Set exercise:
In the group-order thread below, could you reproduce the passage between "The RHS is a" and "divides $3.$ Thus $a=b=e$.", inclusive, swapping "RHS" for "right-hand side"?

Page extract:
════════════════════

What is the order of a group given three generators, $a^2=b^3=c^4=1$ and $cb=ac$

Question

A group $G=\langle a,b,c\mid a^2=b^3=c^4=1, cbc^{-1} = a\rangle $ what is the order of the group $G$ give all such possible values.

My attempt: Since $cbc^{-1} =a \Rightarrow cb = ac\;\;(*)$, but then if multiply $(*)$ with $a$ from the left we get $$acb = c$$ And if we multiply $(*)$ with $b^2$ from the right we get $$c = acb^2$$ But then we get $acb^2 = acb \Rightarrow b^2 = b$ so $b=1$ then $a=1$. So the only options either $G = \langle c \rangle $ or $G=1$ the trivial group so either $|G|=4$ or $|G|=1$. Is that correct?

This is a question from a Preliminary algebra exam in a university.

Answer 1

By a Tietze transformation, the group $G$ given by the presentation in question is isomorphic to

$$\langle b,c\mid (cbc^{-1})^2=b^3=c^4=1\rangle.$$

But now $1=(cbc^{-1})^2=cb^2c^{-1}$, so that $1=c^{-1}c=c^{-1}(cb^2c^{-1})c=b^2$. Then $b=b(b^2)=b^3=1.$ This, again by Tietze transformation, means

$$G\cong\langle c\mid c^4\rangle.$$

The RHS is a presentation of $\Bbb Z_4$. Hence $|G|=4$.

Answer 2

Since $a$ and $b$ are conjugate, they have the same order. But the order of $a$ divides $2$, that of $b$ divides $3.$ Thus $a=b=e$.

Thus a presentation for $G$ is$\langle c\mid c^4\rangle, $ and we have $G\cong \Bbb Z_4.$

════════════════════

Data supplied:
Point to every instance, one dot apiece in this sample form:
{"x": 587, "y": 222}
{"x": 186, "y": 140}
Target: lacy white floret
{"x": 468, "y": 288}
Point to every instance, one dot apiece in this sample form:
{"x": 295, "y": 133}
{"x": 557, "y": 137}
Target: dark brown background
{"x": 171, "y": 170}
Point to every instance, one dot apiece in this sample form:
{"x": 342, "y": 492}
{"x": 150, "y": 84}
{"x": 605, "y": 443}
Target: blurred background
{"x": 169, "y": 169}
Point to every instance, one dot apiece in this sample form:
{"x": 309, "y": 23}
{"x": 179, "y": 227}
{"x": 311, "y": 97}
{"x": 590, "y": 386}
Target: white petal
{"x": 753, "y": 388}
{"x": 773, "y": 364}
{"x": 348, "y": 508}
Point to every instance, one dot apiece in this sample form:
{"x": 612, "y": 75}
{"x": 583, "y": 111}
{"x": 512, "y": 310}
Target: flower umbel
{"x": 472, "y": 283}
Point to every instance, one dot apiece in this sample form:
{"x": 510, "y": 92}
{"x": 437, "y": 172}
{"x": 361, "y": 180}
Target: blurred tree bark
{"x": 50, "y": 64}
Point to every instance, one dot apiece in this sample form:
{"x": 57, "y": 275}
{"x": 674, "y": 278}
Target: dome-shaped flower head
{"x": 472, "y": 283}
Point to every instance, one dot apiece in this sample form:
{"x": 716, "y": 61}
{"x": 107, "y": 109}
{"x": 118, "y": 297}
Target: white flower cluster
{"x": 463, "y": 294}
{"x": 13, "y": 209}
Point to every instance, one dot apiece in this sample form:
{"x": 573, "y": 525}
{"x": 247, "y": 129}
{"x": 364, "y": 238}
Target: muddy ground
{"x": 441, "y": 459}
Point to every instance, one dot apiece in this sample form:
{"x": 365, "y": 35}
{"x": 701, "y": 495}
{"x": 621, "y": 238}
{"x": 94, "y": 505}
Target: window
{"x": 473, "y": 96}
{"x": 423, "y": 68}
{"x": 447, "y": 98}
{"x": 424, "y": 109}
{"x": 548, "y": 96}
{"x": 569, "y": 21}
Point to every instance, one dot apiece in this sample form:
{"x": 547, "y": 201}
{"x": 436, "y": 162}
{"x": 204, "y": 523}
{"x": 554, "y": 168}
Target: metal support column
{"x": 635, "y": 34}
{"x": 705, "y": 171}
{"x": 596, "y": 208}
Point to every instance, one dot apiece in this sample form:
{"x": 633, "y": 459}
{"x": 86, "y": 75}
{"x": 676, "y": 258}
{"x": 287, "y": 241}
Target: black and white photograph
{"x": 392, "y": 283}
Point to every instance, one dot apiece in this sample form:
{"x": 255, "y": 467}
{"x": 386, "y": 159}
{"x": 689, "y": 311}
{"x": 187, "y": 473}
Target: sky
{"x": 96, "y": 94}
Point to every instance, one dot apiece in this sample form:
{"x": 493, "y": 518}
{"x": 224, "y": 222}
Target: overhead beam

════════════════════

Response for this exercise:
The right-hand side is a presentation of $\Bbb Z_4$. Hence $|G|=4$.

Answer 2

Since $a$ and $b$ are conjugate, they have the same order. But the order of $a$ divides $2$, that of $b$ divides $3.$ Thus $a=b=e$.